**本文**
######
穏やかな抗炎症薬であるため、副作用の心配はほとんどないと言えるでしょう。
アズノールに関しては妊娠中の使用も問題ないとされています。
「うがい薬はよくない」と言われる理由
インターネット上には「うがい薬はよくない」というコメントが見受けられることがありますが、それは一体どうしてなのでしょうか。
これにはいくつか理由があるようです。
まず、イソジンに含まれているヨードを過剰に摂取することが甲状腺機能の低下を招く恐れがあるためです。
ヨード(ヨウ素)は人間の身体に必要な栄養素ですが、1日の推奨量0.13mgに対して、イソジンで1日3回うがいをすると平均4mgのヨードが吸収されていることが分かりました。
この条件で毎日習慣的にイソジンを使用してうがいをするとヨードの1日の推奨量を大きく超えるため、甲状腺機能の低下を引き起こす可能性が示唆されているのです。
2つ目が、ポビドンヨードは人間に害を及ぼすウイルスだけでなく、もともと口の中にいる常在菌も殺菌してしまうため、かえって防御力が低下してしまう可能性があるという理由からです。
過去に行った研究によれば、イソジンでうがいをした人よりも水道水でうがいをした人の方が風邪にかかりにくかったというデータもあります。
また、長期間使用を続けて口腔内の常在菌のバランスが崩れると、従来存在しなかった菌が住み着いてしまう可能性があります。
######
**提供データ**
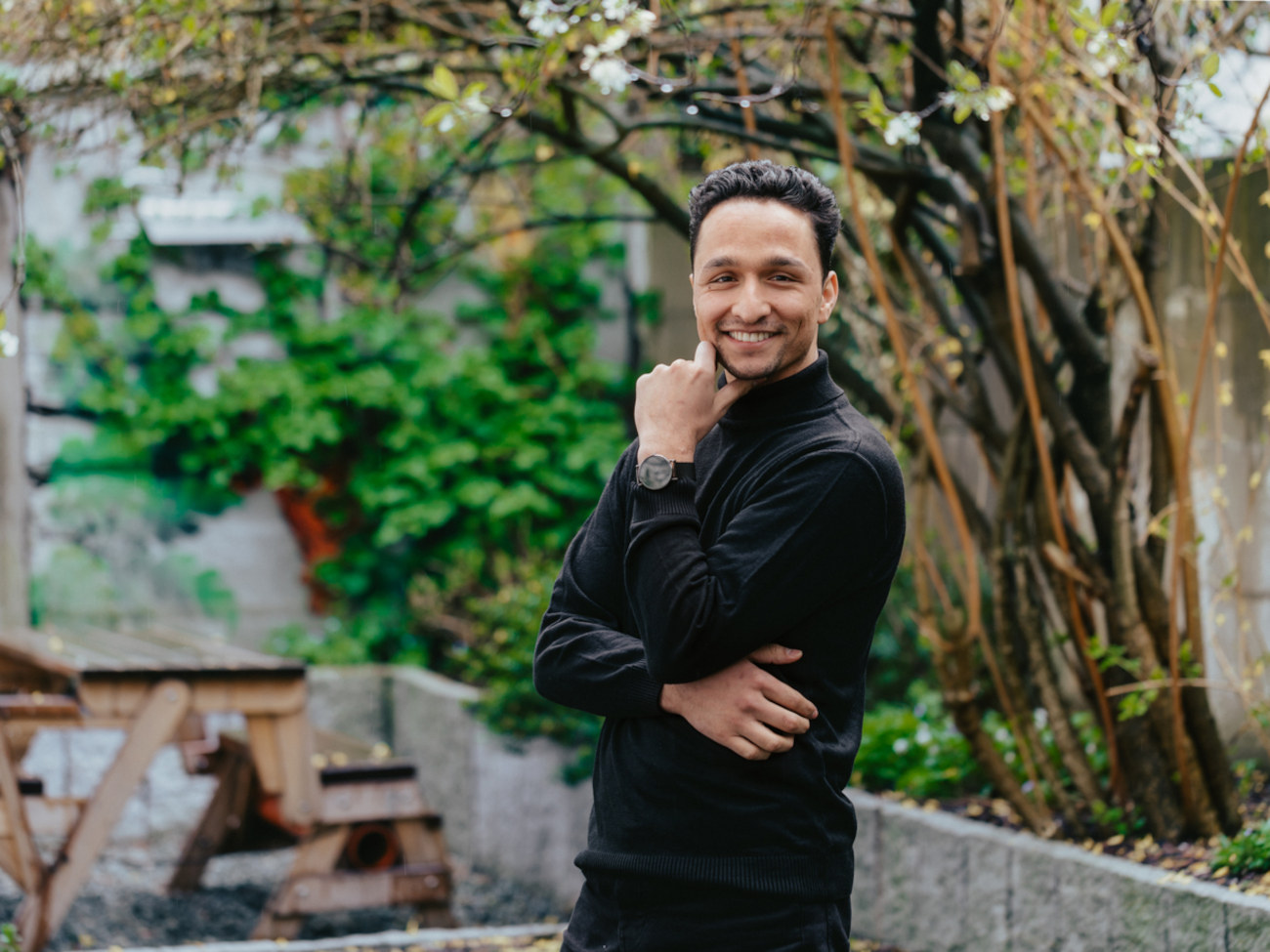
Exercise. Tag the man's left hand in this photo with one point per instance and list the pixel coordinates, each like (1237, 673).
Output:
(676, 405)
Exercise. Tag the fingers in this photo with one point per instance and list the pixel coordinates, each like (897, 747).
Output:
(775, 654)
(765, 740)
(782, 719)
(786, 697)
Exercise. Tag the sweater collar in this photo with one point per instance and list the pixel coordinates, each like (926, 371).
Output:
(807, 390)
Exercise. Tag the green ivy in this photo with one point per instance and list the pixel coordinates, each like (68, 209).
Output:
(451, 457)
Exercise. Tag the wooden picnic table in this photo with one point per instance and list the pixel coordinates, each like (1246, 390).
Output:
(155, 685)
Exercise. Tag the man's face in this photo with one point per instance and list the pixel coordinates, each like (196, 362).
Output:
(757, 288)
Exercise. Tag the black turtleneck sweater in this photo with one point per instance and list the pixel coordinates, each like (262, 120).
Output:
(788, 533)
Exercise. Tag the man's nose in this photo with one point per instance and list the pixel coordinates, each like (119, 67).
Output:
(750, 304)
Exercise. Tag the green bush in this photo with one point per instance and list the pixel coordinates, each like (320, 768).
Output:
######
**実施する課題**
- a) うがい薬の文章の「まず、イソジンに含まれている」から「ったというデータもあります。」までを、「イソジン」を「ヨード系うがい薬」に差し替えて書き直すこと。
- b) うがい薬の文章では、ヨードの1日の推奨量はどれだけとされているか。
- c) うがい薬の文章を、最後の文に続けて書き進めること。
この資料は参照しなくてよい。

**課題の解答**
- a)
まず、ヨード系うがい薬に含まれているヨードを過剰に摂取することが甲状腺機能の低下を招く恐れがあるためです。
ヨード(ヨウ素)は人間の身体に必要な栄養素ですが、1日の推奨量0.13mgに対して、ヨード系うがい薬で1日3回うがいをすると平均4mgのヨードが吸収されていることが分かりました。
この条件で毎日習慣的にヨード系うがい薬を使用してうがいをするとヨードの1日の推奨量を大きく超えるため、甲状腺機能の低下を引き起こす可能性が示唆されているのです。
2つ目が、ポビドンヨードは人間に害を及ぼすウイルスだけでなく、もともと口の中にいる常在菌も殺菌してしまうため、かえって防御力が低下してしまう可能性があるという理由からです。
過去に行った研究によれば、ヨード系うがい薬でうがいをした人よりも水道水でうがいをした人の方が風邪にかかりにくかったというデータもあります。

- b) 0.13mgである。

- c)
その結果、喉にカビが生えてしまうようなケースもあることが分かってきたようです。
これらの理由からも、特に問題がない場合に習慣的に、そして長期的にうがい薬を使用するのは避けた方が無難であると考えられます。
しかしながら、うがい薬は殺菌・治癒力が高い薬であることは変わりないので、喉が痛い時や感染症の心配がある時などに上手に使用していくのが賢い使い方であると言えるのではないでしょうか。
症状別おすすめのうがい薬
ここからは症状別おすすめのうがい薬を紹介していきます。
市販薬の一例も挙げるので、購入時の参考にしてください。
感染症を予防したい時
感染症を予防したい時には、殺菌効果の高いポビドンヨードが配合されたうがい薬が向いています。
塩野義製薬の「イソジンうがい薬C」や明治の「明治うがい薬」がポビドンヨード入りのうがい薬です。
ただし、先ほどもお伝えしたように日常的にポビドンヨードうがい薬を使用し続けることについては様々な意見があるのも事実です。
そのため、感染症予防という観点から常用的に使用するというより、家族が感染症を発症した時や、人混みに出掛けて不安がある時などに使用するくらいが良いのかもしれません。
また、ポビドンヨードに不安がある方やヨードアレルギーの方は、塩化セチルピリジニウムが主成分となった興和の「新コルゲンうがいワンプッシュ」がおすすめです。
塩化セチルピリジニウムは優れた殺菌効果があり、うがい薬の他にトローチなどに採用されている成分で、喉の細菌の増殖を抑制して炎症を和らげるとされています。
喉が痛い時
喉が痛い時には炎症を抑える効果があるアズレンスルホン酸ナトリウム水和物が主成分のうがい薬を選ぶと良いでしょう。
浅田飴の「浅田飴AZうがい薬」や白金製薬の「パープルショットうがい薬F」はアズレンスルホン酸ナトリウム水和物が配合されたうがい薬です。
ただし、喉の痛みが続く時や高熱などの他の症状がある場合には、医療機関を受診するようにしましょう。
扁桃炎の時
扁桃炎の時は医療機関を受診して適切な処置を受けることがベストですが、それが難しい場合には市販のうがい薬で炎症を抑え、殺菌していきましょう。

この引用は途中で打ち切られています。